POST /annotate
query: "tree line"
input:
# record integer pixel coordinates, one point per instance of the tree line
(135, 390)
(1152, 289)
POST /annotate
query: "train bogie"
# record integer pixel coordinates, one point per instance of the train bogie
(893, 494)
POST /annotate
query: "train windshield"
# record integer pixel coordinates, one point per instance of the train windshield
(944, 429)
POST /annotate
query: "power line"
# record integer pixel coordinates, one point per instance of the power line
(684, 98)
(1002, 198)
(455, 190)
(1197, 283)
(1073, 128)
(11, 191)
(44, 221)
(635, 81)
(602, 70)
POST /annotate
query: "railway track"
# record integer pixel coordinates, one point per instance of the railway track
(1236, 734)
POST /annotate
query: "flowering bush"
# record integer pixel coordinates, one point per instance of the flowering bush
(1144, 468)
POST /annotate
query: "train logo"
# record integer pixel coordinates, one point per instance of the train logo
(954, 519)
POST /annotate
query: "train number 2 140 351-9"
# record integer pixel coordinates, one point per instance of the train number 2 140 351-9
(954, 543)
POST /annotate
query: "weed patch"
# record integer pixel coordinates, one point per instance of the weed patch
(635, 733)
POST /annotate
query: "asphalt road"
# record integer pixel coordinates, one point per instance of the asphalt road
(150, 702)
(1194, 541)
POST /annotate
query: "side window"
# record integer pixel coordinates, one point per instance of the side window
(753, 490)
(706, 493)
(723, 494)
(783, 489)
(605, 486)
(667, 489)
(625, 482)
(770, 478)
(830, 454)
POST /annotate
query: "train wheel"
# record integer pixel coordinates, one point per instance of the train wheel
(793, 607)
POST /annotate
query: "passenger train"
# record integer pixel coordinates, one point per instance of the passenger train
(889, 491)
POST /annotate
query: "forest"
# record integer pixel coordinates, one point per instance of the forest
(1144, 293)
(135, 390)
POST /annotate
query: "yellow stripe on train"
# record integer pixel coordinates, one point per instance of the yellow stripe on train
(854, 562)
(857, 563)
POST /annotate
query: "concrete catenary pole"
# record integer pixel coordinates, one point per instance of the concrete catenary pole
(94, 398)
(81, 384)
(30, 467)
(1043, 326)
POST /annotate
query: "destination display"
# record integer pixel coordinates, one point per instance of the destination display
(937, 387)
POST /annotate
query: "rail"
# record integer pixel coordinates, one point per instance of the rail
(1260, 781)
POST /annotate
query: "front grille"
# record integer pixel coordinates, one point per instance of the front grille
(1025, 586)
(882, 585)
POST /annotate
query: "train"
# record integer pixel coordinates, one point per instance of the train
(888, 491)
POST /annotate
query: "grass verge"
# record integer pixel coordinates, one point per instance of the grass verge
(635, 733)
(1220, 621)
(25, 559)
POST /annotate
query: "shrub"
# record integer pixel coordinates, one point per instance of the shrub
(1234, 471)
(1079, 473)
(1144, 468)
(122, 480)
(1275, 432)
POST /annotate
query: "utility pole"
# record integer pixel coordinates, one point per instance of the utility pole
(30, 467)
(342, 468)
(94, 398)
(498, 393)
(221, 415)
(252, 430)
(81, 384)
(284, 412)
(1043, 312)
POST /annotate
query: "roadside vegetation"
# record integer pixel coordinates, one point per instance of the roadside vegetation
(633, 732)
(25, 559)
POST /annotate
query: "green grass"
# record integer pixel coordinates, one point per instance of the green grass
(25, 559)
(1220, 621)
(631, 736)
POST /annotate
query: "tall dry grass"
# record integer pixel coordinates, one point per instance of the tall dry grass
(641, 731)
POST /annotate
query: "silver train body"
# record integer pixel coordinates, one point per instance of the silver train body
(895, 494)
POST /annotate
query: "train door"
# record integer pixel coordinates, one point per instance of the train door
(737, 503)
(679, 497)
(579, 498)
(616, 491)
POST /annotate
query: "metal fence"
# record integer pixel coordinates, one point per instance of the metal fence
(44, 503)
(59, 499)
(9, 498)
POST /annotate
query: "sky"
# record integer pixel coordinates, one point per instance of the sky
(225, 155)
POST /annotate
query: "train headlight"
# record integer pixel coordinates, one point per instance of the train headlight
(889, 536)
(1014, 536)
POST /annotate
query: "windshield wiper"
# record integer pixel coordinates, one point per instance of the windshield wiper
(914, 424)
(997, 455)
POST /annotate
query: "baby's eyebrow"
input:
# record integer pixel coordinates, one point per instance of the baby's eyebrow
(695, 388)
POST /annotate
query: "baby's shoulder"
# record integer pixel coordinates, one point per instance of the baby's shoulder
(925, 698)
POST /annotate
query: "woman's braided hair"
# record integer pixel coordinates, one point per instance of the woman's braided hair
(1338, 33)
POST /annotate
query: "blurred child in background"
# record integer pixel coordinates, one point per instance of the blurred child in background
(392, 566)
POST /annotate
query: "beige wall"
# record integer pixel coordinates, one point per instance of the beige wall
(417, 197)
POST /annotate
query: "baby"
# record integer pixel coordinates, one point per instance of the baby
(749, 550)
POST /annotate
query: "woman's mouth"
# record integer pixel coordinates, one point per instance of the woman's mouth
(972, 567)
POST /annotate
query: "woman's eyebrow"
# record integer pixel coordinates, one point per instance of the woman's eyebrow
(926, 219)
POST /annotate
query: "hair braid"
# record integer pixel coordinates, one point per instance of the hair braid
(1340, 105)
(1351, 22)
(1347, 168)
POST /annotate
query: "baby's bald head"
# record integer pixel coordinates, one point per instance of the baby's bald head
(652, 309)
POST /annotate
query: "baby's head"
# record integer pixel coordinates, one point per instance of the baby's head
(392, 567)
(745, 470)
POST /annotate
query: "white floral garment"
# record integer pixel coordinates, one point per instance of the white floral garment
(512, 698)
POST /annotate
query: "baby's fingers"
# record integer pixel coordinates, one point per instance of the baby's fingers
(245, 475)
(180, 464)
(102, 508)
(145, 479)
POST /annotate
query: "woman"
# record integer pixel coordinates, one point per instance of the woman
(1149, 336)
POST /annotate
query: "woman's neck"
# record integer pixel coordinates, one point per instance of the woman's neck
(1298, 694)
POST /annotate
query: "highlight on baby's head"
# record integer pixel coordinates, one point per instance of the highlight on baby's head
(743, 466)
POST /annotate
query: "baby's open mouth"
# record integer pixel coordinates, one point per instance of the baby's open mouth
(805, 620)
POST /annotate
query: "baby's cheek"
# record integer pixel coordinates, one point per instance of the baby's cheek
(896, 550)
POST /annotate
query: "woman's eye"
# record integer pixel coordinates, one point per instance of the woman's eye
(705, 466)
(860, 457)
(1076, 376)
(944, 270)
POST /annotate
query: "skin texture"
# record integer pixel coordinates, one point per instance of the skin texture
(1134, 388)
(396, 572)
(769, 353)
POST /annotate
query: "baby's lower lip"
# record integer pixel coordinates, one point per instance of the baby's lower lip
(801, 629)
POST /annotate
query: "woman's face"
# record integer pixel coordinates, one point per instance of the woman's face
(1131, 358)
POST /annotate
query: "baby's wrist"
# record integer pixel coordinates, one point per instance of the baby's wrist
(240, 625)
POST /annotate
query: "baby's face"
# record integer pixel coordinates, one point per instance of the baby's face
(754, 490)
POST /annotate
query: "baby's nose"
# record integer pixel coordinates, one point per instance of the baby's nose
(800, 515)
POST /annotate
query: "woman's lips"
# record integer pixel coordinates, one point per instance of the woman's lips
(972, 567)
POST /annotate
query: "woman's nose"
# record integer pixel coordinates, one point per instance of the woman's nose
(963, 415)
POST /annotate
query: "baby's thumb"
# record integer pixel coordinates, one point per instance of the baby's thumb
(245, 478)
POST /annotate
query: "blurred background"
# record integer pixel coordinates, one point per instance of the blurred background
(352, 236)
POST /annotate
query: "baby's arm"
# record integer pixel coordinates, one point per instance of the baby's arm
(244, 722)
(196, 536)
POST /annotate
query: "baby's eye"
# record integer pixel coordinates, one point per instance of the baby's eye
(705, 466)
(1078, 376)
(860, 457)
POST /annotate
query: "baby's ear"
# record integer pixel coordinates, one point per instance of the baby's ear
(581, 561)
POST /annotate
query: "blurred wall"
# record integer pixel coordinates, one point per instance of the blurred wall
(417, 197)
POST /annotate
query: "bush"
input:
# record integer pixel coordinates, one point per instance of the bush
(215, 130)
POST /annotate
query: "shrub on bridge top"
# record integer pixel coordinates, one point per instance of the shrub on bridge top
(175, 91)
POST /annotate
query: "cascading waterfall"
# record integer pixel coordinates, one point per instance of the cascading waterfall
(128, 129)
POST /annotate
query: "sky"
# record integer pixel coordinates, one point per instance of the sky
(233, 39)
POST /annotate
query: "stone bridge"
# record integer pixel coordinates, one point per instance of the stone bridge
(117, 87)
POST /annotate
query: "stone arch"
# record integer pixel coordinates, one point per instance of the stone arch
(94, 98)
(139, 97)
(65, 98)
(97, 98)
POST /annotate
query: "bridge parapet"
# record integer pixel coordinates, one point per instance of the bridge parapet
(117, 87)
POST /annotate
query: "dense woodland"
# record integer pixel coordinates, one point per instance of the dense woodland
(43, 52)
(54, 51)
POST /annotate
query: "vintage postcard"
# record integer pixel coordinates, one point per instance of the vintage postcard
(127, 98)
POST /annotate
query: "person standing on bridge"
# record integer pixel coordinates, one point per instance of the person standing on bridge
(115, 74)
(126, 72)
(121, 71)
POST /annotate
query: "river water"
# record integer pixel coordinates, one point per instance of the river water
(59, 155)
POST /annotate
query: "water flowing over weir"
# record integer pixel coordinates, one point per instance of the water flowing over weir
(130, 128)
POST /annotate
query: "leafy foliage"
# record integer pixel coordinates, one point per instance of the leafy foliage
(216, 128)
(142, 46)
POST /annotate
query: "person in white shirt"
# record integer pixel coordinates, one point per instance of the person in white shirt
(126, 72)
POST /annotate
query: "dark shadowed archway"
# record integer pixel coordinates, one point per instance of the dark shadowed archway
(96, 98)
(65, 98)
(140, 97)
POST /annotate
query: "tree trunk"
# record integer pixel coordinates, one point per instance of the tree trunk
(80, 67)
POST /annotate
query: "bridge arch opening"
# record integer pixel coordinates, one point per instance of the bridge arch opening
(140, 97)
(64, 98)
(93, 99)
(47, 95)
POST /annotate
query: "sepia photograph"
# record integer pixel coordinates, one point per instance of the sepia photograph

________________________________________

Count the lines in the material above that contain the string "thumb". Reply with the number only.

> FINAL ANSWER: 2